— Document —
----------
Fatal error: allocation failure during minor GC


I’m developing a server and it sometimes crashes with the following error message:

Fatal error: allocation failure during minor GC
Abandon (core dumped)

I have the core dump file but how can I use it to know what happened ? Running gdb gives me:

Reading symbols from devel/activitypub/_build/default/bin/server.exe...
[New LWP 14228]
[New LWP 14232]
[New LWP 14311]
[New LWP 14637]
[New LWP 14446]
[New LWP 14243]
[New LWP 14339]
[New LWP 14310]
[Thread debugging using libthread_db enabled]
Using host libthread_db library "/lib/x86_64-linux-gnu/libthread_db.so.1".
Core was generated by `../_build/default/bin/server.exe -c taps.conf'.
Program terminated with signal SIGABRT, Aborted.
#0  __pthread_kill_implementation (no_tid=0, signo=6, threadid=140267302415424) at ./nptl/pthread_kill.c:44
44	./nptl/pthread_kill.c: Aucun fichier ou dossier de ce type.
[Current thread is 1 (Thread 0x7f9286bbec40 (LWP 14228))]

This error means that your program ran out of memory (malloc failed)…


1 Like

I would have expected an Out_of_memory exception. According to documentation, this exception is not triggered by minor GC so I can understand that failing to allocate ends up this way. But my server does not seem to consume a lot of memory and never terminates with an Out_of_memory exception. So I see two possibilities: either my server consumes more memory than I thought and I’m really unlucky since the allocation failure always occurs during minor GC, or there is a problem in minor GC. This PR mentions the same error message and it was not related (as far as I understand) to the program consuming too much memory.
----------
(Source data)
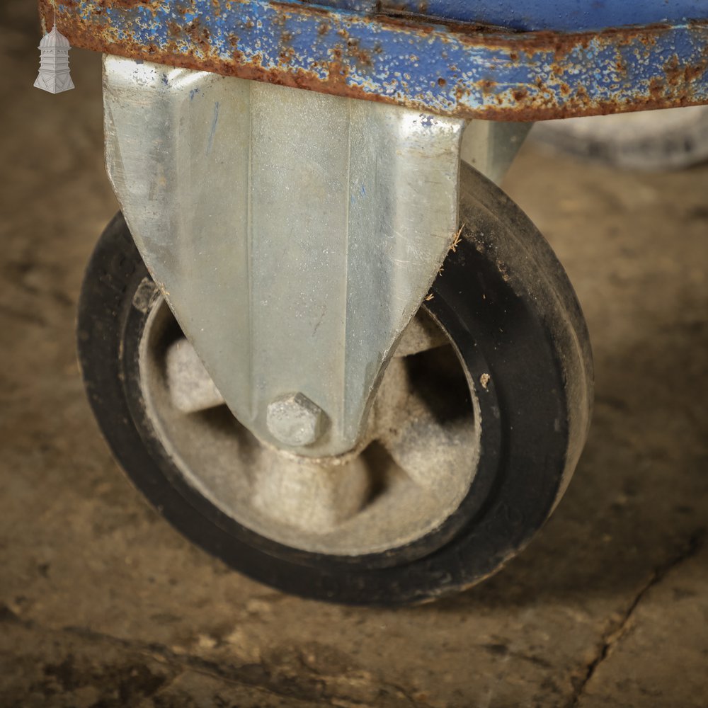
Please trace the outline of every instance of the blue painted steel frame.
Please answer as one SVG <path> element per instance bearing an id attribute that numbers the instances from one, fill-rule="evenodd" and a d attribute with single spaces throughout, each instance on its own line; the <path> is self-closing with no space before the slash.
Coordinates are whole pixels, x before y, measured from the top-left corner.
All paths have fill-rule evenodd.
<path id="1" fill-rule="evenodd" d="M 50 2 L 40 0 L 45 18 L 53 12 Z M 708 102 L 705 21 L 509 32 L 441 24 L 400 10 L 392 16 L 382 14 L 393 12 L 382 5 L 372 15 L 268 0 L 56 3 L 59 29 L 75 46 L 444 115 L 542 120 Z M 530 27 L 550 21 L 554 8 L 557 23 L 568 25 L 581 7 L 578 0 L 499 0 L 484 7 L 430 0 L 426 6 L 501 19 L 494 13 L 512 4 L 516 11 L 507 20 Z M 584 22 L 627 19 L 628 5 L 634 3 L 588 3 Z M 675 18 L 689 5 L 696 6 L 645 0 L 636 12 L 643 19 Z M 532 8 L 535 15 L 524 14 Z"/>
<path id="2" fill-rule="evenodd" d="M 391 6 L 524 32 L 584 32 L 708 17 L 708 0 L 392 0 Z"/>

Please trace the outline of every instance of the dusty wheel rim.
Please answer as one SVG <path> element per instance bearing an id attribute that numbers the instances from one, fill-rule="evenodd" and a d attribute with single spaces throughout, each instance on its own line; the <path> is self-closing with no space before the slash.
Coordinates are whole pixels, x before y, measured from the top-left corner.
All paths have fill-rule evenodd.
<path id="1" fill-rule="evenodd" d="M 328 556 L 401 547 L 411 555 L 415 542 L 442 530 L 469 492 L 481 430 L 474 388 L 452 346 L 394 357 L 362 444 L 312 461 L 263 445 L 217 398 L 185 405 L 178 377 L 193 387 L 207 375 L 193 355 L 193 370 L 171 364 L 176 350 L 183 361 L 190 346 L 152 288 L 137 358 L 145 411 L 184 480 L 205 499 L 261 537 Z"/>

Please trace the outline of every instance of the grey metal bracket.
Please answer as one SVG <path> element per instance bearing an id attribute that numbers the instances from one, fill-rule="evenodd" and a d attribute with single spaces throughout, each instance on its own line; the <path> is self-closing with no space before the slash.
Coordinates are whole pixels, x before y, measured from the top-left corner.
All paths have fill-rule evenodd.
<path id="1" fill-rule="evenodd" d="M 121 208 L 234 416 L 355 448 L 457 231 L 465 122 L 112 56 L 103 90 Z"/>

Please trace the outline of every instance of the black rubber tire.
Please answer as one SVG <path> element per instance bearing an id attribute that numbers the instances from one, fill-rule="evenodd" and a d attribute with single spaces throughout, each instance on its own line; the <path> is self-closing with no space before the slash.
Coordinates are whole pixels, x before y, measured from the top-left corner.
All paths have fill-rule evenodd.
<path id="1" fill-rule="evenodd" d="M 498 570 L 543 525 L 587 433 L 592 364 L 564 272 L 525 215 L 462 165 L 460 243 L 426 302 L 474 382 L 484 421 L 477 472 L 453 532 L 343 559 L 275 544 L 238 524 L 184 481 L 142 401 L 137 348 L 149 278 L 120 214 L 102 234 L 79 303 L 79 355 L 88 399 L 115 456 L 190 540 L 258 581 L 349 604 L 421 602 Z M 155 291 L 156 292 L 156 290 Z M 426 547 L 426 544 L 428 547 Z"/>

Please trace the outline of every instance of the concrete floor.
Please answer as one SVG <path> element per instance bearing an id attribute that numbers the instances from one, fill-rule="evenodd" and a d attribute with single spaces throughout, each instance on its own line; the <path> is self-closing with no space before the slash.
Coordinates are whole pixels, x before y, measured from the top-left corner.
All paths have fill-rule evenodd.
<path id="1" fill-rule="evenodd" d="M 593 338 L 595 419 L 555 515 L 481 586 L 413 609 L 282 595 L 154 512 L 84 399 L 74 320 L 116 209 L 99 58 L 32 88 L 33 3 L 0 9 L 0 705 L 708 706 L 708 167 L 529 147 L 508 190 Z"/>

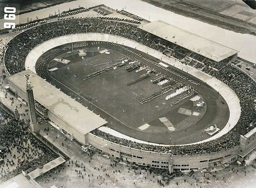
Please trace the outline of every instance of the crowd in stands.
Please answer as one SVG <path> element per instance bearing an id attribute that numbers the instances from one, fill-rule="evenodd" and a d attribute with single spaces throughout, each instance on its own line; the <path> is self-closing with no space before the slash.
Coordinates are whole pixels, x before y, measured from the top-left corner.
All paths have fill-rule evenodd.
<path id="1" fill-rule="evenodd" d="M 240 135 L 244 135 L 255 126 L 256 114 L 253 98 L 256 97 L 256 85 L 245 73 L 230 65 L 230 59 L 217 63 L 128 23 L 95 18 L 70 19 L 38 25 L 18 35 L 8 44 L 5 57 L 6 68 L 10 74 L 20 72 L 25 70 L 24 62 L 27 55 L 38 44 L 53 38 L 81 33 L 106 33 L 120 36 L 182 61 L 189 57 L 196 62 L 196 64 L 200 62 L 204 64 L 204 67 L 202 67 L 198 64 L 198 67 L 231 88 L 240 100 L 241 106 L 240 118 L 232 129 L 220 138 L 200 144 L 161 147 L 117 138 L 97 129 L 93 131 L 93 133 L 114 143 L 139 149 L 170 152 L 174 154 L 191 154 L 210 153 L 236 146 L 239 144 Z"/>
<path id="2" fill-rule="evenodd" d="M 12 114 L 0 108 L 0 183 L 20 174 L 30 172 L 58 155 L 33 136 Z"/>

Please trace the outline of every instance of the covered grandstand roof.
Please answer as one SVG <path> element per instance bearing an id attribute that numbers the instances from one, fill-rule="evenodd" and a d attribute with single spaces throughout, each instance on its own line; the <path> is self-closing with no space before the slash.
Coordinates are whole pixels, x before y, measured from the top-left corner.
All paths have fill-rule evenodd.
<path id="1" fill-rule="evenodd" d="M 31 75 L 35 99 L 81 133 L 85 135 L 107 123 L 29 69 L 15 74 L 8 79 L 25 92 L 26 74 Z"/>
<path id="2" fill-rule="evenodd" d="M 239 52 L 161 20 L 139 28 L 217 62 Z"/>

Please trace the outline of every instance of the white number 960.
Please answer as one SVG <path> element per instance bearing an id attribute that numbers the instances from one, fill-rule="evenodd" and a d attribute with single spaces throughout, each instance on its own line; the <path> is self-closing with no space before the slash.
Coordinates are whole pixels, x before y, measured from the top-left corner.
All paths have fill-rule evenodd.
<path id="1" fill-rule="evenodd" d="M 15 20 L 16 16 L 14 14 L 16 12 L 16 8 L 15 7 L 5 7 L 5 13 L 8 14 L 5 14 L 4 18 L 6 20 Z M 14 29 L 15 28 L 15 23 L 12 22 L 5 22 L 4 27 L 7 29 Z"/>

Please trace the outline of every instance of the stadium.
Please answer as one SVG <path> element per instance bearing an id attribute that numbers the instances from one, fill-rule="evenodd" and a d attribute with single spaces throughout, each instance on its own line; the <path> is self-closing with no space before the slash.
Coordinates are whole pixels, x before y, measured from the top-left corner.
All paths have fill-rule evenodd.
<path id="1" fill-rule="evenodd" d="M 116 15 L 17 34 L 4 58 L 10 89 L 26 101 L 29 74 L 40 121 L 118 162 L 169 172 L 242 162 L 255 145 L 256 85 L 232 63 L 238 51 Z"/>

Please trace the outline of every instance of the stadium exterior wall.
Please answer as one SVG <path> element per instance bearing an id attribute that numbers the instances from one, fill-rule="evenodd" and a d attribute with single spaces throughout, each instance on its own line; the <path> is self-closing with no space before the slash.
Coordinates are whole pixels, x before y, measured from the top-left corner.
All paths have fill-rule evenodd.
<path id="1" fill-rule="evenodd" d="M 225 131 L 226 132 L 227 132 L 227 129 L 228 128 L 229 129 L 234 126 L 239 119 L 241 114 L 239 100 L 233 91 L 225 84 L 217 78 L 200 71 L 195 68 L 182 64 L 174 59 L 168 58 L 156 50 L 120 36 L 99 33 L 84 33 L 69 35 L 51 39 L 38 45 L 30 51 L 26 60 L 26 69 L 29 68 L 35 72 L 34 67 L 37 59 L 44 52 L 53 47 L 72 42 L 90 40 L 113 42 L 136 48 L 141 51 L 148 53 L 151 56 L 161 59 L 164 62 L 185 72 L 187 72 L 192 75 L 207 83 L 212 88 L 220 92 L 229 106 L 230 114 L 229 120 L 225 126 L 226 129 L 225 128 L 223 129 L 225 129 Z M 10 88 L 14 88 L 12 89 L 14 90 L 13 91 L 19 93 L 19 95 L 26 100 L 26 94 L 23 93 L 21 90 L 19 90 L 18 87 L 14 86 L 13 84 L 12 85 L 12 84 L 10 83 Z M 65 123 L 59 121 L 54 116 L 49 115 L 49 118 L 57 124 Z M 229 125 L 230 127 L 229 127 Z M 132 163 L 134 163 L 137 165 L 148 166 L 152 167 L 168 168 L 170 171 L 173 171 L 173 169 L 183 170 L 202 169 L 208 167 L 211 164 L 213 164 L 215 162 L 219 161 L 222 164 L 228 164 L 235 162 L 236 158 L 237 158 L 238 148 L 239 147 L 239 146 L 237 146 L 227 150 L 209 154 L 174 155 L 170 154 L 150 152 L 127 147 L 110 142 L 91 133 L 82 137 L 81 135 L 76 135 L 73 130 L 67 128 L 65 130 L 72 135 L 82 143 L 89 143 L 98 148 L 100 151 L 108 153 L 113 157 L 120 158 L 120 156 L 122 156 L 123 159 L 127 159 L 127 161 Z M 214 138 L 220 137 L 220 135 L 225 133 L 223 131 L 221 132 L 221 133 L 220 132 L 217 134 L 218 136 L 216 135 L 216 136 L 213 137 Z M 206 141 L 205 140 L 204 142 Z M 162 162 L 165 163 L 162 163 Z M 182 165 L 183 165 L 183 166 L 182 166 Z M 188 165 L 188 166 L 184 166 L 184 165 Z M 176 166 L 176 165 L 177 166 Z M 162 166 L 165 166 L 165 167 L 162 167 Z M 166 167 L 167 166 L 167 167 Z"/>
<path id="2" fill-rule="evenodd" d="M 16 93 L 19 97 L 23 98 L 26 101 L 27 101 L 26 92 L 22 90 L 18 86 L 16 86 L 10 79 L 8 80 L 10 89 L 15 93 Z M 25 84 L 25 83 L 24 83 Z M 78 141 L 83 144 L 86 144 L 86 136 L 84 135 L 79 132 L 75 129 L 69 125 L 65 121 L 62 120 L 60 117 L 54 114 L 51 111 L 48 111 L 49 118 L 57 125 L 61 125 L 61 128 L 75 137 Z"/>
<path id="3" fill-rule="evenodd" d="M 168 169 L 170 172 L 174 169 L 181 171 L 202 170 L 213 166 L 215 163 L 218 162 L 221 163 L 224 166 L 224 164 L 236 162 L 239 147 L 237 146 L 225 150 L 210 153 L 176 155 L 122 146 L 91 133 L 89 133 L 86 138 L 87 142 L 96 147 L 100 152 L 109 154 L 112 158 L 118 159 L 122 157 L 123 160 L 127 160 L 132 164 Z"/>

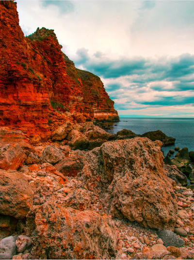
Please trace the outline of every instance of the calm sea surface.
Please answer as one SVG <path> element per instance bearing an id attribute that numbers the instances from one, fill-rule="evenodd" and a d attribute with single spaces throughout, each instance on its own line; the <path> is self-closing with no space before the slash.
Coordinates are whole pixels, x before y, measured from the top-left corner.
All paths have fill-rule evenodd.
<path id="1" fill-rule="evenodd" d="M 194 151 L 194 118 L 120 118 L 120 122 L 111 123 L 108 130 L 110 133 L 116 133 L 126 129 L 138 134 L 149 131 L 161 130 L 166 135 L 176 139 L 175 145 L 162 147 L 165 156 L 176 146 L 180 148 L 187 147 L 189 151 Z"/>

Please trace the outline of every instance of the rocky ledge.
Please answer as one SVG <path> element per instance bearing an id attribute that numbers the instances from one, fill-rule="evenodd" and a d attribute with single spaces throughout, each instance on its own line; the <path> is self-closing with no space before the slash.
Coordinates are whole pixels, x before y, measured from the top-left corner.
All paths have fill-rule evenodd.
<path id="1" fill-rule="evenodd" d="M 0 130 L 0 259 L 194 259 L 194 188 L 128 131 Z"/>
----------
— Instructions for the task —
According to the gdb output in the forum thread, which signal terminated the program? The rows are material separate from the forum thread.

— Task solution —
SIGABRT